> [Task brief]:
Please rewrite the stretch of entries below from the start through the line containing "<point>259,477</point>", putting "operator cab" in place of "tractor cab" and changing nothing else. Return only that stretch.

━━━━━━━━━━━━━━━━━━━━

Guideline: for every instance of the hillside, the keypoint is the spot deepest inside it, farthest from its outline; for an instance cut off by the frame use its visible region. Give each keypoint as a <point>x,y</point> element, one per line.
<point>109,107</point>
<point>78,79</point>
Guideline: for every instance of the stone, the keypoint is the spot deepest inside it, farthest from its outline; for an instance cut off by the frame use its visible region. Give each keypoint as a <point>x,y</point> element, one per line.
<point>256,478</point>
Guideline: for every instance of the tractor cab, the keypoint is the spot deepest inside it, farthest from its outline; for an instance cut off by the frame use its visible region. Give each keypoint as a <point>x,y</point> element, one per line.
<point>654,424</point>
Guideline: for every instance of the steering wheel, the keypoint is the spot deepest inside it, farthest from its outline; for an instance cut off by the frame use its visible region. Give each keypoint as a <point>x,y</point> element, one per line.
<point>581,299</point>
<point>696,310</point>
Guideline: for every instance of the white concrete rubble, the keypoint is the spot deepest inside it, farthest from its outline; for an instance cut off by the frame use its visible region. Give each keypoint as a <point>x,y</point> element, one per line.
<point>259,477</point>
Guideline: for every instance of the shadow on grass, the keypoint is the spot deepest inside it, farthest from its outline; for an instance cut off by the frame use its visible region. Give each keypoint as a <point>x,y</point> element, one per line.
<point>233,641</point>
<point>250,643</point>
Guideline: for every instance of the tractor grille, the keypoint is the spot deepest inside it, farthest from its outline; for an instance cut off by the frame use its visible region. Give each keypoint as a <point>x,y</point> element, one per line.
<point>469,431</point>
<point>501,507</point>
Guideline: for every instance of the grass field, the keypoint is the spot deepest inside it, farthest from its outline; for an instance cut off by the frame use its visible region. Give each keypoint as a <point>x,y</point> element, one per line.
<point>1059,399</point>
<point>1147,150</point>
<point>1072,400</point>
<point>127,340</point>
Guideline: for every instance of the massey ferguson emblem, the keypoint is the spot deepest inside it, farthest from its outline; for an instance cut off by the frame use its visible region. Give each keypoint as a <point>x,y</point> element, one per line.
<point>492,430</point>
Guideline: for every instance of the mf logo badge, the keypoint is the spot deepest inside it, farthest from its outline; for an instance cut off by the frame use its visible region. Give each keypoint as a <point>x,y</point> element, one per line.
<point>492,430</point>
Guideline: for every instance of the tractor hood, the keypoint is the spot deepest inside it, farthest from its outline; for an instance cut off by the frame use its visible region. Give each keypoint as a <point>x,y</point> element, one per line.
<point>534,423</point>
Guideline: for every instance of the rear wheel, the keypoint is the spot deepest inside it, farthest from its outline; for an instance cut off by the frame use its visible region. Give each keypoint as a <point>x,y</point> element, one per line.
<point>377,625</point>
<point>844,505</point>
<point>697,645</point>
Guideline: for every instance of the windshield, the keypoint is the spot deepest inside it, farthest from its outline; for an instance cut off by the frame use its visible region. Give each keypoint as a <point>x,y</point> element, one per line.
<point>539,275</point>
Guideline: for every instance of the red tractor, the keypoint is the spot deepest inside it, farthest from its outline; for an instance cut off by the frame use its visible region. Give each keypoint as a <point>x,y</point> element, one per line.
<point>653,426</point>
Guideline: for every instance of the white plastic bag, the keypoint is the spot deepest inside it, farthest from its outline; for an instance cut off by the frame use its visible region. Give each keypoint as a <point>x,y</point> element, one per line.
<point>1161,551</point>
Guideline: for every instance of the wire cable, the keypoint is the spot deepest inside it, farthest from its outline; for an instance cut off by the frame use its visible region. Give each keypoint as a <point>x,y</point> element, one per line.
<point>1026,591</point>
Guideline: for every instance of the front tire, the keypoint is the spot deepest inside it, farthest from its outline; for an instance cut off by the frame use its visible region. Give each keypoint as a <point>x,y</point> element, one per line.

━━━━━━━━━━━━━━━━━━━━

> [Expected answer]:
Guideline: for every instance of the hillside, the keypoint is the spot deepest inside it, farthest from its outline; for an instance cut off by the frame use its visible region. Give each keypoint as a <point>x,y</point> element, one per line.
<point>109,107</point>
<point>78,79</point>
Guideline: for every instance of the stone, the keypoint is the spot deepest inside it, farthest from its outline; for an instance cut off by the frame use its visible region. Give each keypoint as a <point>x,y</point> element, one per line.
<point>256,478</point>
Guideline: for every instance of the operator cab, the keypoint is the spot deepest inside it, farthest from its outline; for an instance cut off by the frame use its visible region. Give each keypoint as a <point>x,y</point> element, one per line.
<point>654,424</point>
Guideline: for every instance of the steering wheel, the keypoint is the spot deepest inside it, farthest from its outline; for an instance cut off by the frame use its visible region. Give each keypoint as a <point>x,y</point> element, one per line.
<point>581,299</point>
<point>696,310</point>
Guideline: for every instance of the white concrete rubble, the keypoint is the spot deepest inside it, farthest from its outline; for an instance cut off by the frame use its visible region. Give each keypoint as a <point>x,y</point> element, one per line.
<point>259,477</point>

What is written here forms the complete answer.